What is required >>
Copy every entry word for word. Skip the pictures.

Records from a collection
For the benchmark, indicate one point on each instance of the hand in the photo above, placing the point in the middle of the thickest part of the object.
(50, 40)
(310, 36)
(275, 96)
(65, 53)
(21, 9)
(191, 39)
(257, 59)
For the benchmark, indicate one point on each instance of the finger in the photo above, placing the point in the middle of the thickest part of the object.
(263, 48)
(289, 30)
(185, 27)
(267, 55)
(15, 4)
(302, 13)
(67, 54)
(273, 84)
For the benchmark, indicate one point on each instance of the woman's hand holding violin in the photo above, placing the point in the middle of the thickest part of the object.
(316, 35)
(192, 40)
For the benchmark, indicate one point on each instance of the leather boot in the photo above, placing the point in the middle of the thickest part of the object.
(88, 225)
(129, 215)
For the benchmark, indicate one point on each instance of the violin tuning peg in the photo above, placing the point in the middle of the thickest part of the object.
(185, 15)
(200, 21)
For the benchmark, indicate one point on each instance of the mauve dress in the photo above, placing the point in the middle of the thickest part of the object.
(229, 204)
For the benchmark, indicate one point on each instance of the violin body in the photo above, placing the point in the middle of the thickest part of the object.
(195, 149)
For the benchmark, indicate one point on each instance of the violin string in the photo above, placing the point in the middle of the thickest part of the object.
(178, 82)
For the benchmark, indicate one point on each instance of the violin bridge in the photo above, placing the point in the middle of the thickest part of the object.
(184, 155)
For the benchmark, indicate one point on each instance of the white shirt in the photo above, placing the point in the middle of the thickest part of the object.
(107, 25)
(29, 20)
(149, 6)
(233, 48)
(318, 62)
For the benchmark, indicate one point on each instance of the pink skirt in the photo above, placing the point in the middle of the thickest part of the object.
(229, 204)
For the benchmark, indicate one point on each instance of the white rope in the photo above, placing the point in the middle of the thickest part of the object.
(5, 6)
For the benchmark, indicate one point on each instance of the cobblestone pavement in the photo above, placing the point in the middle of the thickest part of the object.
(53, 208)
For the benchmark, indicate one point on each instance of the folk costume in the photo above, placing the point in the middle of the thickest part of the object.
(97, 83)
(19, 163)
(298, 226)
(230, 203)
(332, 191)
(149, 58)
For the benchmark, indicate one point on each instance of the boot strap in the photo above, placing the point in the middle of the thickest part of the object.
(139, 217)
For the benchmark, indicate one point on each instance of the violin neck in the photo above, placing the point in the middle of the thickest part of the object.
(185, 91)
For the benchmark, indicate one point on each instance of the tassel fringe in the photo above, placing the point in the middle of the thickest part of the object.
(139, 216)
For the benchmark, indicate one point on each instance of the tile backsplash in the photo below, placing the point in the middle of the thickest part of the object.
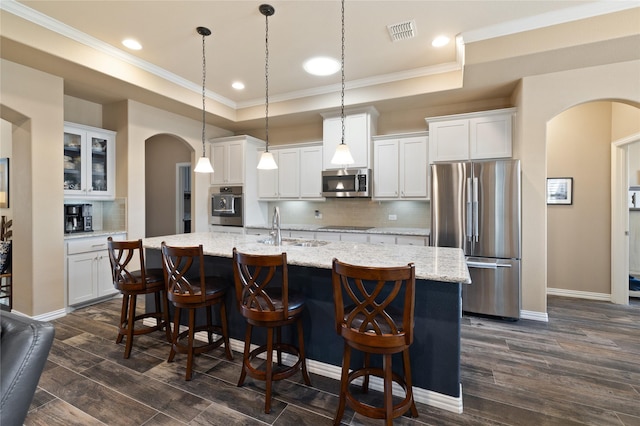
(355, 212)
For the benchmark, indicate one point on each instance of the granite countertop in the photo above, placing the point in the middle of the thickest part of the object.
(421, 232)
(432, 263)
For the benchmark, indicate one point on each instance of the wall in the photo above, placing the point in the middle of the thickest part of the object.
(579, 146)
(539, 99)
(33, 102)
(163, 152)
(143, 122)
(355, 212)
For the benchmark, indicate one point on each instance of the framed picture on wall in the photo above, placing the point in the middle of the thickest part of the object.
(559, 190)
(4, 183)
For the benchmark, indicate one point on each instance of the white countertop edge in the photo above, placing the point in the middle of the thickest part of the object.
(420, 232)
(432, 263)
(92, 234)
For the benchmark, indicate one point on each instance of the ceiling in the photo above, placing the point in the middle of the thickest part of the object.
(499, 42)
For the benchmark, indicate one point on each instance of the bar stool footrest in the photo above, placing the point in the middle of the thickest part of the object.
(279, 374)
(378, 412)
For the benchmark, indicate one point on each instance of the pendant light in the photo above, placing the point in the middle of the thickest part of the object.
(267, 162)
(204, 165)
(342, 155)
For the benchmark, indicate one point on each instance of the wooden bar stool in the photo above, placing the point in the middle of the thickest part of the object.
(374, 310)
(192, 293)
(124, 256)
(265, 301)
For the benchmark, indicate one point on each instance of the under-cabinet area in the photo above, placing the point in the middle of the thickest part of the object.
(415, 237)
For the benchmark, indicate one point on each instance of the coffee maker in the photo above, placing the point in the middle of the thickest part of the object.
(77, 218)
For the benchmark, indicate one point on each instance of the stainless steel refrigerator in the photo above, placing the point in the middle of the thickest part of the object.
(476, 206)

Output for this task >>
For the benchmark, indicate one point on each instance of the hand in the photo above, placing the point in the middle of the thickest part of the object.
(50, 40)
(310, 36)
(275, 96)
(65, 53)
(21, 9)
(191, 39)
(257, 59)
For the benchmark, indicate one point on each instance of the finger in the photo above, placing the point in the middle of the thickest part of the object.
(263, 48)
(289, 30)
(185, 27)
(267, 55)
(15, 4)
(302, 13)
(67, 54)
(273, 84)
For the benchmark, indicate one point on each instance of the woman's hand holding violin in the photo above, placing the point in the middle of the thickest part of the object.
(316, 35)
(192, 40)
For the benchmark, indicate one point on each instance of the leather boot in the photo above, placing the point in the middle of the thickest part of the object.
(88, 225)
(129, 215)
For the benchmark, indicate one point on each instance of the violin tuning peg in the photo above, placing the point in the middle of the thickest part of the object.
(185, 15)
(200, 21)
For the benchmark, indicate one point on each instance of the mauve dress in the photo above, placing the point in the middle of the thickest part of the object.
(229, 204)
For the benchmark, indicate one point on each instance of the violin body in the photo above, placing the point in the middle of the thickest part of the object.
(195, 149)
For the benchmark, indicate one point on each instance of the violin string in the photo above, placing the point in the middle of the thickest part of the object.
(178, 82)
For the benchmark, indicate one point on each instance of the violin bridge in the photo above, placing the point in the middle of the thickest part of the object.
(184, 155)
For the benchmark, indicate one point on each instance of the white shirt in the photo above, placing the point in the middle of the thickest part of the object.
(107, 25)
(29, 20)
(149, 6)
(233, 48)
(318, 62)
For the benchmark, indicate one point on each instance of the pink skirt in the photo above, placing the point in the middle of the thickest part of the object.
(229, 204)
For the benchmark, indicate one point on each instance of the white rope in the photo above, placing the point in the middle of the thickest part of the object.
(5, 6)
For the benchmark, indicate one point on each instance of the cobblestone pavement in the photo above, placing the point in the middle of the thickest part of the object.
(53, 208)
For the benchmark, indicate one point on each instance of the folk costume in the photo above, placing the point in the middle of the thickest part of the object.
(97, 83)
(19, 163)
(298, 226)
(230, 203)
(332, 191)
(149, 58)
For the benchmark, indicate one point on each instance of the boot strap in the photo above, placing the point in the middle of the thickest part of the object.
(139, 217)
For the benchmark, indicate one point on each instance of the violin neck in the photo above, placing the point in the middle of the thickest part of the object.
(185, 91)
For the benchmark, indicate one point on each instance of the tassel fringe in the photo above, placing the point in the middle of the thickest part of the object.
(139, 216)
For the benchmark, indicate one point on each instance of the tile backsplash in the photo below, placing the point in the middle of the thickest part of the object.
(355, 212)
For the benchmark, indicate one point on each instance of the granite countertop in the photo above, placing the point in the middle of the thickest part of the object.
(421, 232)
(432, 263)
For the benchmark, indicate one point on each instance of the wall in the photo above, placing the point in the middle of the thickest part of the object.
(579, 146)
(539, 99)
(33, 102)
(163, 152)
(143, 122)
(355, 212)
For the benchmark, indicate one point on each instance of the framed picture on wall in the photo above, placing the point in the middle of the thickest part of the object.
(559, 190)
(4, 183)
For the benchmark, indicate one point on each instance of the white countertop edge in the photo above, placing the point in the middle of the thickest part of the object.
(420, 232)
(432, 263)
(92, 234)
For the benchmark, indicate one point on each instance of the ceiling in the photo above, placing the point in the middle of the thickest part of the object.
(499, 42)
For the benchmark, indicate one point on each instance of the bar stool footrest in the photo above, placing the point in the middle of the thickest part of the object.
(279, 374)
(378, 412)
For the benchmark, indicate one point on each instance of the pendant light in the photo above, placing the point in the middle of the thickest part of the object.
(267, 162)
(204, 165)
(342, 155)
For the benchmark, indicate one point on each instance of the wooden bar stool in the photo above, placing the point in the middle of the thickest part of the object.
(374, 310)
(192, 293)
(124, 256)
(265, 301)
For the benchmark, indicate one point on each instance of the under-cabinet area in the photo above, placing the point in the middle of the thickest part of the object.
(415, 237)
For the benchmark, indicate one point on each instance of the coffee maker in the photo above, placing the point in the middle of the thickest part of the object.
(77, 218)
For the benchmark, indicate one point on each instance of the stainless steel refrigerator in the photo above, placing the point in the middle of the thickest part of the object.
(476, 206)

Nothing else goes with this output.